[Dataset rows showing where objects appear]

▽

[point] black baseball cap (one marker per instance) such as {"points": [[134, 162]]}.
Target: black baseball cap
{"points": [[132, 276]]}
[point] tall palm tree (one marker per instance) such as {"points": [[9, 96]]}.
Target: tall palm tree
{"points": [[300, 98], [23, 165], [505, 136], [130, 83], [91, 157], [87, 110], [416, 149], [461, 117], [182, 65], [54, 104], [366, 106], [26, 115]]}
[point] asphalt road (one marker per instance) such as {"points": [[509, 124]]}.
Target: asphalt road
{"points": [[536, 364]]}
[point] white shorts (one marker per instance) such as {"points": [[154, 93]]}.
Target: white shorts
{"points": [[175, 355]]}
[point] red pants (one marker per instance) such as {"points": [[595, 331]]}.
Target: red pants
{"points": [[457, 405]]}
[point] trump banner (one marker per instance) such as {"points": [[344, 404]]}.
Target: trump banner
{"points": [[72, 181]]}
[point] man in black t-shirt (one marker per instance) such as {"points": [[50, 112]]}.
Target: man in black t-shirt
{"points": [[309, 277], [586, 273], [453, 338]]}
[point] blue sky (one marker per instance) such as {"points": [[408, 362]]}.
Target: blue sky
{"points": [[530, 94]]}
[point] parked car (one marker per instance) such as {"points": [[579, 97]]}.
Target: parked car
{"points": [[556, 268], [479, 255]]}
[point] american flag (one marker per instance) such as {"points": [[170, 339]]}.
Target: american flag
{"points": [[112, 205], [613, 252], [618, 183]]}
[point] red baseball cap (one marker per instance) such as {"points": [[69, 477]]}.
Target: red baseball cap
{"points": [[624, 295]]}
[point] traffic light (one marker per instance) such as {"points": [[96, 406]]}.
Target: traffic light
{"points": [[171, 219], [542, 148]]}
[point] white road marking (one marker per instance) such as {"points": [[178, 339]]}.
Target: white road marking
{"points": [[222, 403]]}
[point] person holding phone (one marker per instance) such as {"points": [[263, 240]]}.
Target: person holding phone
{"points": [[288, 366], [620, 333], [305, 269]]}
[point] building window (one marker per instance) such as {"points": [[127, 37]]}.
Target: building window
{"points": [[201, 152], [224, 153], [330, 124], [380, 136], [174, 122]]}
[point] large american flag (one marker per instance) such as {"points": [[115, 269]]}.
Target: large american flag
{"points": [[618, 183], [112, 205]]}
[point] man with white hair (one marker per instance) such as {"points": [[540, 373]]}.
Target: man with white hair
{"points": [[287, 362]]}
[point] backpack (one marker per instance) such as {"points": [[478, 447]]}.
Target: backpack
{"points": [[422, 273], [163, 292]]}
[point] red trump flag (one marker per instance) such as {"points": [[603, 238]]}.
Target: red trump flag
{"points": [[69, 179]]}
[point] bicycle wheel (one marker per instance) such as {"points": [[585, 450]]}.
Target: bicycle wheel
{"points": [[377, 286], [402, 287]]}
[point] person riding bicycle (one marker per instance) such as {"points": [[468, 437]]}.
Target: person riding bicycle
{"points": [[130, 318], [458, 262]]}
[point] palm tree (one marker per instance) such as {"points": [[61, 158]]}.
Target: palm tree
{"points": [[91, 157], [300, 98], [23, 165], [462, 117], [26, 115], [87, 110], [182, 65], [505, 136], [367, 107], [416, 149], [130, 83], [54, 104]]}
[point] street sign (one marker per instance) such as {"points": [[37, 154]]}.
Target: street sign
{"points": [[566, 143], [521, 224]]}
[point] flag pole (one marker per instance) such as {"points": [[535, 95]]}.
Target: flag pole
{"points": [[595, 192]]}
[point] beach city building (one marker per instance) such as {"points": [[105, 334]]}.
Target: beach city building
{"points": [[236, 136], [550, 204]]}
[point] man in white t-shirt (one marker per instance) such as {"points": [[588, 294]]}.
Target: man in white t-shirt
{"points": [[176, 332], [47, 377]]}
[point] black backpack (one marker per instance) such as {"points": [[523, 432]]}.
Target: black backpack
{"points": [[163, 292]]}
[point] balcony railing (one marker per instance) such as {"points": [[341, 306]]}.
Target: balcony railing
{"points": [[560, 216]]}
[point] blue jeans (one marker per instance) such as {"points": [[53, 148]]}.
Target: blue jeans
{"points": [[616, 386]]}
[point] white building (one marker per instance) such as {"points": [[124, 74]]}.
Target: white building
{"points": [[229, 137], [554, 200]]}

△
▽

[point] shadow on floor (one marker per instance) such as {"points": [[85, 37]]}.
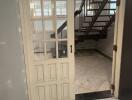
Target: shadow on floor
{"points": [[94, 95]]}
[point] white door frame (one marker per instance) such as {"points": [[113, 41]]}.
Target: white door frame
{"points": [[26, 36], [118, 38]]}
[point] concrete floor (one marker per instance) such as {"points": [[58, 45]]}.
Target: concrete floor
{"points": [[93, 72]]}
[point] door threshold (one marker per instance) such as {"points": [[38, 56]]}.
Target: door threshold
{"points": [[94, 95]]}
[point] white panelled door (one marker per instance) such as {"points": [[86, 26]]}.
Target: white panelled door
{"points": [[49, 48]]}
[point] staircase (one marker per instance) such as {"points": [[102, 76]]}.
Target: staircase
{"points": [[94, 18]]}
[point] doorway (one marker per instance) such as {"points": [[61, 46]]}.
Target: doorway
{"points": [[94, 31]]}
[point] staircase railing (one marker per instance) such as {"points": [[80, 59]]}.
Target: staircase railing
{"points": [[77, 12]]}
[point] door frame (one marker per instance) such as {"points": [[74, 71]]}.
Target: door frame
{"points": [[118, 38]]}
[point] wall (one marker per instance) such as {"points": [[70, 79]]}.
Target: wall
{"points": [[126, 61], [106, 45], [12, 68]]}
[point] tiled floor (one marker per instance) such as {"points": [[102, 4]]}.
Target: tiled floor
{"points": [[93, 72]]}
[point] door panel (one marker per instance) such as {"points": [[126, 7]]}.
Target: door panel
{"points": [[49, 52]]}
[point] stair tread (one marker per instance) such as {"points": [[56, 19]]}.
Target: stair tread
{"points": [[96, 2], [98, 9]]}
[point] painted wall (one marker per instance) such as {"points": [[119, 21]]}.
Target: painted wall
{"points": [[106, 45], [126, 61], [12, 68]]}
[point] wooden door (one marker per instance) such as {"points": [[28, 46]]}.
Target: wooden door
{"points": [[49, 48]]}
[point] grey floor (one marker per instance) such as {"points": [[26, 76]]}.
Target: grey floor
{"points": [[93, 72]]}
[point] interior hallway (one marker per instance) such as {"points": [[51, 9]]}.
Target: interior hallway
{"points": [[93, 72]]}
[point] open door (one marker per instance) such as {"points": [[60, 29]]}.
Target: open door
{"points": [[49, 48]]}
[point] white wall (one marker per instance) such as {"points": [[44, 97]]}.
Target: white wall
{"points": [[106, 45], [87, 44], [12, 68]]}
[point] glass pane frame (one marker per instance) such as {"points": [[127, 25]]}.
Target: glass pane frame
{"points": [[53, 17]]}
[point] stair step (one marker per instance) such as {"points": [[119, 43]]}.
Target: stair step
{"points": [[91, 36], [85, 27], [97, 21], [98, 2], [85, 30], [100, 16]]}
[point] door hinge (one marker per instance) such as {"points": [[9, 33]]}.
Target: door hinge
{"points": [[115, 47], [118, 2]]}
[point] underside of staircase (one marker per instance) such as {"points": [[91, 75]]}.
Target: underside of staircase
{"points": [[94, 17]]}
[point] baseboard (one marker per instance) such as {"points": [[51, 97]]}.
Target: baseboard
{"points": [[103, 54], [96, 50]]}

△

§ **GOAL OF THE EXERCISE**
How many lines of the items contain the string "phone"? Case counts. Reply with the number alone.

§ **COMPLETE ANSWER**
2